**Exercise details:** Give the following records again in full and without alteration.

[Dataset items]
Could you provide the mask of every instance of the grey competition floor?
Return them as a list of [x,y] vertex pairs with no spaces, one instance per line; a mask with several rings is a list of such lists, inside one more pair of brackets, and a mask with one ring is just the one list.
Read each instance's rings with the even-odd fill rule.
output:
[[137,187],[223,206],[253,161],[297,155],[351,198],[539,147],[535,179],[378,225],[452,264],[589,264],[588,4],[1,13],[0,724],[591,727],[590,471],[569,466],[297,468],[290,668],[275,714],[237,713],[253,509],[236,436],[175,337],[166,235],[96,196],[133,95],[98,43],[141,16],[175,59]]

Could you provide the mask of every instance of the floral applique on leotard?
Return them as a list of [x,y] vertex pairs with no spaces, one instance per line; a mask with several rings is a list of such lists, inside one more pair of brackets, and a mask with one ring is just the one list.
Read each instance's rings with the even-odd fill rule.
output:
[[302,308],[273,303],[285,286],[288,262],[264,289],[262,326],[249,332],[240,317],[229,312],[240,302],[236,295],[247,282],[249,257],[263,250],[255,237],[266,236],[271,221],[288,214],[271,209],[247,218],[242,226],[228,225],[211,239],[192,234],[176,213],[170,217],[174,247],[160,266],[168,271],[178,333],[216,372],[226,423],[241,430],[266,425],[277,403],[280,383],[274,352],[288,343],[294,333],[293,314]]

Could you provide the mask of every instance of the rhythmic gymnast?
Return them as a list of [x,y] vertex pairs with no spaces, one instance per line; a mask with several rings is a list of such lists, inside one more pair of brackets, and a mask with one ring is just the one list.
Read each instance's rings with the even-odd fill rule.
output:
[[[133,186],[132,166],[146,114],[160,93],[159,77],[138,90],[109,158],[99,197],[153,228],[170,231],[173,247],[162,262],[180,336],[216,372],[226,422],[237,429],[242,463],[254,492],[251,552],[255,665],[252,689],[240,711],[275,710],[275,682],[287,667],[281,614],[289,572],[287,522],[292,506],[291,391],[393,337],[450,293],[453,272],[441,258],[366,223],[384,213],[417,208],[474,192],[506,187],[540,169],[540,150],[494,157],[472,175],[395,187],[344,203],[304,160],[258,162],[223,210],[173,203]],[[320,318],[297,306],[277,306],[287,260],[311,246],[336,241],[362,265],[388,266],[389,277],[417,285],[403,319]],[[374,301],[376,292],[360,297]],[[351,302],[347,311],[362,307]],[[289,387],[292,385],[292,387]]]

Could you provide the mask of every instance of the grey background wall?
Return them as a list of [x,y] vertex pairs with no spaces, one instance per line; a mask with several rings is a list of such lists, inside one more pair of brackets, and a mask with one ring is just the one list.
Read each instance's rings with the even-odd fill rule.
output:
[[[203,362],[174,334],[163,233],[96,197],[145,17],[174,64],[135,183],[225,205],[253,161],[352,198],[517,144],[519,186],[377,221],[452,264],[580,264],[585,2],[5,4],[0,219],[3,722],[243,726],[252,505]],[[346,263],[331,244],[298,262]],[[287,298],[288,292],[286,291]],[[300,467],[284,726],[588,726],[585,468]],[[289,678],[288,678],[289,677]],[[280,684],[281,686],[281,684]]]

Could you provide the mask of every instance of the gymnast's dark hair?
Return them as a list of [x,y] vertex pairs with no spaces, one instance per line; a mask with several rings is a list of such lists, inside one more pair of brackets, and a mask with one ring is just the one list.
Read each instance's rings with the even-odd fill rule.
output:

**Solution to this exercise:**
Could you provide the mask of every instance of the grey competition floor?
Return them as a list of [x,y] vertex pairs with no spaces, one instance per line; a mask with several rings is a list of such lists, inside one more pair of brackets, and a mask with one ring is just the one list.
Read each instance's rings with the even-odd fill rule.
output:
[[137,187],[223,206],[253,161],[297,155],[351,198],[539,147],[535,179],[378,225],[452,264],[589,264],[588,4],[1,13],[0,724],[591,727],[590,471],[569,466],[297,468],[290,668],[275,714],[237,713],[253,509],[236,436],[175,337],[166,235],[96,196],[133,95],[98,43],[141,16],[175,59]]

Could you provide the mask of every instance of the floral applique on leotard?
Return them as a list of [x,y] vertex pairs with no spaces, one instance per line; a mask with several rings is a list of such lists, inside one more pair of brackets, and a mask with one ring is just the one list.
Read each instance's rings with the even-odd fill rule.
output:
[[302,308],[273,303],[285,286],[288,262],[264,289],[262,326],[249,332],[240,317],[229,312],[240,302],[236,295],[247,282],[249,257],[263,250],[255,237],[266,236],[271,221],[288,214],[271,209],[247,218],[242,226],[228,225],[211,239],[192,234],[176,213],[170,217],[174,247],[160,266],[168,271],[178,333],[216,372],[226,423],[241,430],[266,425],[277,403],[280,383],[274,352],[288,343],[294,333],[293,314]]

Could you provide the mask of every instance of the rhythmic gymnast?
Return them as a list of [x,y] vertex pairs with no spaces, one instance per line; a mask with several rings is a list of such lists, inside one more pair of brackets, and a mask with one ring is just the one list.
Read each instance's rings with the even-odd fill rule.
output:
[[[133,186],[132,166],[146,114],[160,93],[159,77],[138,90],[109,158],[99,197],[153,228],[170,231],[173,247],[162,262],[180,336],[216,372],[226,422],[237,429],[242,463],[254,492],[251,552],[255,665],[252,689],[240,711],[275,710],[275,682],[287,667],[281,614],[289,572],[287,522],[292,506],[291,391],[393,337],[450,293],[453,272],[441,258],[366,223],[384,213],[417,208],[474,192],[506,187],[540,169],[540,150],[494,157],[472,175],[395,187],[344,203],[304,160],[258,162],[223,210],[173,203]],[[320,318],[297,306],[277,306],[287,260],[311,246],[336,241],[362,265],[388,266],[389,277],[417,285],[403,319]],[[374,301],[376,292],[360,297]],[[351,302],[347,311],[362,307]],[[289,387],[292,385],[292,387]]]

Could you provide the mask of every instance of the grey background wall?
Return them as a list of [x,y] vertex pairs with no spaces, one instance per line; a mask with several rings is a list of such lists, inside one more pair of brackets, and a mask with one ring is just the one list.
Read each instance's rings with the even-odd fill rule.
output:
[[[203,362],[174,334],[163,233],[96,197],[145,17],[174,64],[135,183],[225,205],[253,161],[352,198],[517,144],[519,186],[377,221],[452,264],[580,264],[585,2],[5,4],[0,219],[3,722],[243,726],[252,505]],[[346,263],[331,244],[298,262]],[[287,298],[288,292],[286,291]],[[300,467],[284,726],[588,726],[585,468]],[[289,678],[288,678],[289,677]],[[280,684],[281,686],[281,684]]]

Could you provide the mask of every instance of the gymnast's dark hair?
Return them as a list of [x,y] vertex pairs with no spaces, one instance per line; a mask with several rings is a list of such lists, inside one more pair of brackets, and a mask with one ring is just the one list.
Read each instance's rings with the even-odd fill rule.
output:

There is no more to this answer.